## REQUIREMENTS
Please convert each of the rows below into a JSON list of strings, with one string per line and blank lines left out.

▬▬▬

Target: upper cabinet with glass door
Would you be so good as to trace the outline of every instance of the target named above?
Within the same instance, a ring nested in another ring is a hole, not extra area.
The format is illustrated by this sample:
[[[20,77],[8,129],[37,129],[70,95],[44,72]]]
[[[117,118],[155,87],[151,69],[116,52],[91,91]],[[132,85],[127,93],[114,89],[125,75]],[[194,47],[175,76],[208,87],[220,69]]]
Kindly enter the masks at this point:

▬▬▬

## TASK SOLUTION
[
  "Target: upper cabinet with glass door",
  "Would you be so good as to trace the outline of every instance of the target named above?",
  "Within the same instance, a ring nested in another ring is a hole, not extra area.",
  "The format is illustrated by this sample:",
  "[[[20,77],[8,129],[37,129],[70,95],[44,72]]]",
  "[[[117,118],[155,87],[151,69],[116,52],[91,91]],[[132,85],[127,93],[114,89],[125,75]],[[194,47],[175,76],[208,87],[220,69]]]",
  "Kindly enter the masks at this point:"
]